_Excerpt to read_.

Monday, 5/7/01: As the Asian Development Bank rolled into Honolulu atop what is being called the largest military build-up in Hawai'i since World War II, the papers were filled with the news of an impending strike by Local 5 of the Hotel & Restaurant Employees. It raised an irony too big to be missed, but Governor Ben Cayetano nonetheless drove it home in Sunday's Honolulu Advertiser: "Many of the people from the largest banking institutions in the world are accustomed to four- or five-star service, and I think if that is a problem, then it may affect how they think about Hawai'i," said the governor, hands a-wringing at the thought that representatives of a multi-national banking institution that claims "poverty reduction" as its overriding goal might have to do with marginal room service.
But that was yesterday - strike's off today. As twilight set in this evening, a couple hundred people gathered at the Honolulu's First Methodist Church on Beretania St. for "The International Forum on Globalization," the second in a week-long series of events surrounding the ADB meetings. Contrary to the image promulgated by the Honolulu Police Department, the Hawaii Tourism Authority and Honolulu's media, the crowd was far from posing threat to life or property: True, several were carrying small containers that looked as though they might be full of the sort of "obnoxious substance" recently made illegal by the Honolulu City Council, but no worries - it was just vegetarian stir-fry being dished up on the sidewalk by Food Not Bombs.
Then the program began. Walden Bello - director of the NGO Focus on the Global South, University of the Philippines professor, widely published writer and world-renowned anti-globalization gadfly - took the podium as the evening's moderator. To illustrate the true diversity of this movement, he began by asking those who had traveled to Hawai'i in protest of the ADB's presence to stand and be welcomed as he recited a litany: "We welcome our sisters and brothers from Nepal," applause, "We welcome our sisters and brothers from Thailand," applause, "We welcome our sisters and brothers from the Philippines" and on and on. As each country name was called out, at least one representative stood, until Bello reached the end of his greeting, saving Hawai'i's Kanaka Maoli for last. This, said Bello, was only one of the welcomes this world-spanning contingent of activists had received today. The other came from the snipers on the roof of the Hawai'i Convention Center, the massive police force which has been mobilized out of fear. "But it is not fear of terrorist activity," said Bello, his voice rising up from the church podium. "It is fear of the truth!"
As it turned out, this would be the message throughout the evening: That the institutions of corporate-driven globalization are running scared. Not from protestors, but from the truth: That these institutions are not the cure for poverty but at its very roots; that the era of trans-national corporations has brought misery to a majority of the earth's population.

_What the task requires_.
Edit the passage of the ADB protest report between "But that was" and "Food Not Bombs.", inclusive, so that "twilight" becomes "dusk". The lines that come next are from a separate source.

_Information given_.
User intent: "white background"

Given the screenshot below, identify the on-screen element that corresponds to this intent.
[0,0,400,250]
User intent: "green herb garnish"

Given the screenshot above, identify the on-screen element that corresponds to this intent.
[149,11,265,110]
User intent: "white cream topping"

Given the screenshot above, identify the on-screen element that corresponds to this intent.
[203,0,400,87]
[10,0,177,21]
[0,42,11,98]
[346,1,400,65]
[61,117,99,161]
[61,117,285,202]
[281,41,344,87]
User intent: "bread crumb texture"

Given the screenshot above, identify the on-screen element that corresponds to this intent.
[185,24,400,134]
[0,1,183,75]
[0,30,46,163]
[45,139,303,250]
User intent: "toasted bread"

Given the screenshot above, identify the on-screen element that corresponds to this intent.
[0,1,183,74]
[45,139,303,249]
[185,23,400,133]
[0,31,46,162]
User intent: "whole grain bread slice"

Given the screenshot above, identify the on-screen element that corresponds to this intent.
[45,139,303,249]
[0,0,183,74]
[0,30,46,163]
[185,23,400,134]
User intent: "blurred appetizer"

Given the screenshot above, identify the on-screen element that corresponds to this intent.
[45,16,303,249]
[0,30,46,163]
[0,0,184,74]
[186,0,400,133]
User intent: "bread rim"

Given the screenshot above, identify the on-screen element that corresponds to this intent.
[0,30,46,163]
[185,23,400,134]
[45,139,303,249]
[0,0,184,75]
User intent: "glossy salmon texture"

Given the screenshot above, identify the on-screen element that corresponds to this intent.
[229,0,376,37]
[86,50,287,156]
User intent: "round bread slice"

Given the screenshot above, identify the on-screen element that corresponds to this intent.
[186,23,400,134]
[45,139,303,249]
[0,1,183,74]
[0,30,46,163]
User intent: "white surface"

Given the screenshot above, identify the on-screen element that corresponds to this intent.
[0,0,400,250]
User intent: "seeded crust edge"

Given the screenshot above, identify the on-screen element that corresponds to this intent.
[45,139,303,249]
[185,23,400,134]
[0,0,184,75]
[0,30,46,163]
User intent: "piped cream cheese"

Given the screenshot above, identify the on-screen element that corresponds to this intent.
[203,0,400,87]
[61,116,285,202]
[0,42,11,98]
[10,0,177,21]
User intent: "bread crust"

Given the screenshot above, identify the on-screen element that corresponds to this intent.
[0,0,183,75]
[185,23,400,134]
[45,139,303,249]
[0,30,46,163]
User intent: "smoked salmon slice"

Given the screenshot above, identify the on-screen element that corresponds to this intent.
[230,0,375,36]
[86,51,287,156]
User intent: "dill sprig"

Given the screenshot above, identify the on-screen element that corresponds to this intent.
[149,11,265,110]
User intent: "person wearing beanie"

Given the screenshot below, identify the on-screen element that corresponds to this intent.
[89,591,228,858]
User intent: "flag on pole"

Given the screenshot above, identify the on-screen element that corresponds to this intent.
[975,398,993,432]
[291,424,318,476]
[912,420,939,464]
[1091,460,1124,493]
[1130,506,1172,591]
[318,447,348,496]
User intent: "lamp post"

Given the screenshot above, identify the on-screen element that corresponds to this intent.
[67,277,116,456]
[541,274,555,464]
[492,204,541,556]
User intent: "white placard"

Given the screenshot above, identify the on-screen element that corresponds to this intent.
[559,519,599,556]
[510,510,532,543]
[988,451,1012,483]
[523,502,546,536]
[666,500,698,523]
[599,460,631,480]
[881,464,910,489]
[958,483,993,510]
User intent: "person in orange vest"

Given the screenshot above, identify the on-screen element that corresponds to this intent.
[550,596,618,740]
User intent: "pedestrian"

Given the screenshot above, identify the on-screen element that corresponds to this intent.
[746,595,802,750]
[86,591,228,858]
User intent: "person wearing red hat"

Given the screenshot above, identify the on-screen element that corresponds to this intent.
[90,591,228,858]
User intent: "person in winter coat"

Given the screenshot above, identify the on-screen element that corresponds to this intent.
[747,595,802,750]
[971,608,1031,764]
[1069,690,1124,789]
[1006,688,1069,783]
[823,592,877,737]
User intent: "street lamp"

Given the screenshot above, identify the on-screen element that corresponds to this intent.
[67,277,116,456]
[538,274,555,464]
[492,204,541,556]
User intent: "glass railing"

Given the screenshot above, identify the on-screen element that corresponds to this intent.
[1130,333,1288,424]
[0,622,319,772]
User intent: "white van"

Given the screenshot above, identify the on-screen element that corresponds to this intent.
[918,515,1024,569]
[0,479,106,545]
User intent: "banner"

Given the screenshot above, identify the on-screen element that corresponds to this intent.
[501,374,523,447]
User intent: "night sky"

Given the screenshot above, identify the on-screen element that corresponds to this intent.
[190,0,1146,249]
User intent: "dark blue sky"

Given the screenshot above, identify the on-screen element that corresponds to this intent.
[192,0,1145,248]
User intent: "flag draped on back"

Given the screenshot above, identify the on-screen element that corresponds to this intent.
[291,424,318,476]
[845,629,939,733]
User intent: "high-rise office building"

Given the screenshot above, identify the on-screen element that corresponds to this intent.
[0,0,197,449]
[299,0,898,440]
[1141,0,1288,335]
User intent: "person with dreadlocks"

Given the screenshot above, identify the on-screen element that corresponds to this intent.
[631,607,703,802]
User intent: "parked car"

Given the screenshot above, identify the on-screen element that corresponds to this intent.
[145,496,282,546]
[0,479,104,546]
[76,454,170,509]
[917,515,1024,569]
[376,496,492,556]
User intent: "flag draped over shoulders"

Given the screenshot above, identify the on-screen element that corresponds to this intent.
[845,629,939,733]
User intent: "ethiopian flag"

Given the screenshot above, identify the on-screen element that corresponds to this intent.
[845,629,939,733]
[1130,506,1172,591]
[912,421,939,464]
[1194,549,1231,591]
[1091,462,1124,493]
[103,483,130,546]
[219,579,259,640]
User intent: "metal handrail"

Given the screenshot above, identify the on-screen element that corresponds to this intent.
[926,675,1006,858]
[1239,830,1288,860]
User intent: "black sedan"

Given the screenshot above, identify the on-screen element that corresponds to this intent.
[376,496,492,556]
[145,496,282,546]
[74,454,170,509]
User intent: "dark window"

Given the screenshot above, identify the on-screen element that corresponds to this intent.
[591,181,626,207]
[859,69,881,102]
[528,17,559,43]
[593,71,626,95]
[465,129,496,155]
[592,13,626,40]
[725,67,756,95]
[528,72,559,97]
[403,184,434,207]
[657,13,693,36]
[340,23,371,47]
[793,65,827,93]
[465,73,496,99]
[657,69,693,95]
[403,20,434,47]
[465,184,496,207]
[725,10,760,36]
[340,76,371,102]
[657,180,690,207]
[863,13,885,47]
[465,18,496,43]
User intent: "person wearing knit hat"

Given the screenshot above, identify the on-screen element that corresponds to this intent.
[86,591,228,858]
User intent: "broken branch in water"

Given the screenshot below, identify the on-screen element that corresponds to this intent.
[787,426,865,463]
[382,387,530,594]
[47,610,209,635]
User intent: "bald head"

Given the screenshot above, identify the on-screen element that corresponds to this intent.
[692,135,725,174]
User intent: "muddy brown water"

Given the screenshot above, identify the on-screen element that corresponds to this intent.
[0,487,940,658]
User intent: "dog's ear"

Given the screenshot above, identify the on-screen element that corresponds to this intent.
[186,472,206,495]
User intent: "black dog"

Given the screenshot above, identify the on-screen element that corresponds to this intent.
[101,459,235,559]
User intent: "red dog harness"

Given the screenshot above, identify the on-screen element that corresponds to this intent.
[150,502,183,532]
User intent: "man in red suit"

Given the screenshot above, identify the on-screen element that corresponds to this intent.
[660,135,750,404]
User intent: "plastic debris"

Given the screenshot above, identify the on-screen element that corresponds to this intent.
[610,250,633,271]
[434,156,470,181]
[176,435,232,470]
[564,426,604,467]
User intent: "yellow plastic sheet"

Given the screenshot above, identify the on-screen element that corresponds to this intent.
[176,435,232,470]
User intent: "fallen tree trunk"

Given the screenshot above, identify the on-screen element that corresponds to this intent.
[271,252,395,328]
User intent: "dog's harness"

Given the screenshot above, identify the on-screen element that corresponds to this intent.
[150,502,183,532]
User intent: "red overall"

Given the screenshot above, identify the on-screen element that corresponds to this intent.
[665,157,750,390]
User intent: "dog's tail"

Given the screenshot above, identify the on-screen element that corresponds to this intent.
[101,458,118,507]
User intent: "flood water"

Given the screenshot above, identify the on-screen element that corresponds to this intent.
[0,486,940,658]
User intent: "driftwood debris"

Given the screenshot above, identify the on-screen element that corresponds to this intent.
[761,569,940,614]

_Answer to the exercise_.
But that was yesterday - strike's off today. As dusk set in this evening, a couple hundred people gathered at the Honolulu's First Methodist Church on Beretania St. for "The International Forum on Globalization," the second in a week-long series of events surrounding the ADB meetings. Contrary to the image promulgated by the Honolulu Police Department, the Hawaii Tourism Authority and Honolulu's media, the crowd was far from posing threat to life or property: True, several were carrying small containers that looked as though they might be full of the sort of "obnoxious substance" recently made illegal by the Honolulu City Council, but no worries - it was just vegetarian stir-fry being dished up on the sidewalk by Food Not Bombs.